### REQUEST
State how many lines of the records contain the string "plate", counting only matches in the same case, and reply with the number alone.

--- START GIVEN RECORDS ---

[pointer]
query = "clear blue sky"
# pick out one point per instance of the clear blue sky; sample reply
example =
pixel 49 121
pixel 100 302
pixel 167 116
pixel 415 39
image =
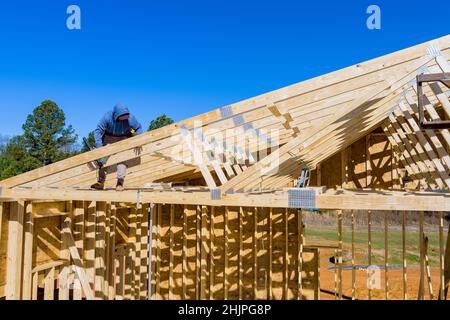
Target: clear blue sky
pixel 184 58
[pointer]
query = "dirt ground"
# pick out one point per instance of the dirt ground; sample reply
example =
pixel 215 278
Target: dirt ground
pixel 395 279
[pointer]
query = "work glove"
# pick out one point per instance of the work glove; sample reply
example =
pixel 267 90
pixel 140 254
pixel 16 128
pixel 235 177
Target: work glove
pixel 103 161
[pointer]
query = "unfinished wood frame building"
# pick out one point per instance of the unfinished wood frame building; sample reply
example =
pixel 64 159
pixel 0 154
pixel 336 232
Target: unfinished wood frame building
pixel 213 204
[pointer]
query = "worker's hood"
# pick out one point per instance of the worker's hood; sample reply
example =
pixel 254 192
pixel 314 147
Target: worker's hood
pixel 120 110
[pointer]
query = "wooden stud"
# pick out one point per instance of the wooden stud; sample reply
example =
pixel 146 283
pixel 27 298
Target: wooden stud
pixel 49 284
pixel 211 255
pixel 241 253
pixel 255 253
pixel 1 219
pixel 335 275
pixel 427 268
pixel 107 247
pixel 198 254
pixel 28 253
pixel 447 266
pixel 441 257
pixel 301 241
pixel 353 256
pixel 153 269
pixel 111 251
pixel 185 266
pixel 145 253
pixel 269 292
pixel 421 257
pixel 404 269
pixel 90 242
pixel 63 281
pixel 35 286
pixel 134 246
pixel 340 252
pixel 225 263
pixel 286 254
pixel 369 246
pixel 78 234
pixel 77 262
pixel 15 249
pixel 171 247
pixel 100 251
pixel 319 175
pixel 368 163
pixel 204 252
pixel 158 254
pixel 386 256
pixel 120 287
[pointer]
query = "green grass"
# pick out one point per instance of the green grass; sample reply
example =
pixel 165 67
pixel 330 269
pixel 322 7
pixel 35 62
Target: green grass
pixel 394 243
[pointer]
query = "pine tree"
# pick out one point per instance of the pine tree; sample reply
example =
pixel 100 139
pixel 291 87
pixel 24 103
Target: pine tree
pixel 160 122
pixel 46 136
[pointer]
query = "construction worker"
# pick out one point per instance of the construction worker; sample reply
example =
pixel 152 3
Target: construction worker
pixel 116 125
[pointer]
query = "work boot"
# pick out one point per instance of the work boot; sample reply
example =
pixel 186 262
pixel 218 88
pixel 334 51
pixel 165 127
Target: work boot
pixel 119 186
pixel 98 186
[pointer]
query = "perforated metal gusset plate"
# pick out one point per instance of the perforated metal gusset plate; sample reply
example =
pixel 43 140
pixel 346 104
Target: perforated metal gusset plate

--- END GIVEN RECORDS ---

### SOLUTION TO THIS EXERCISE
3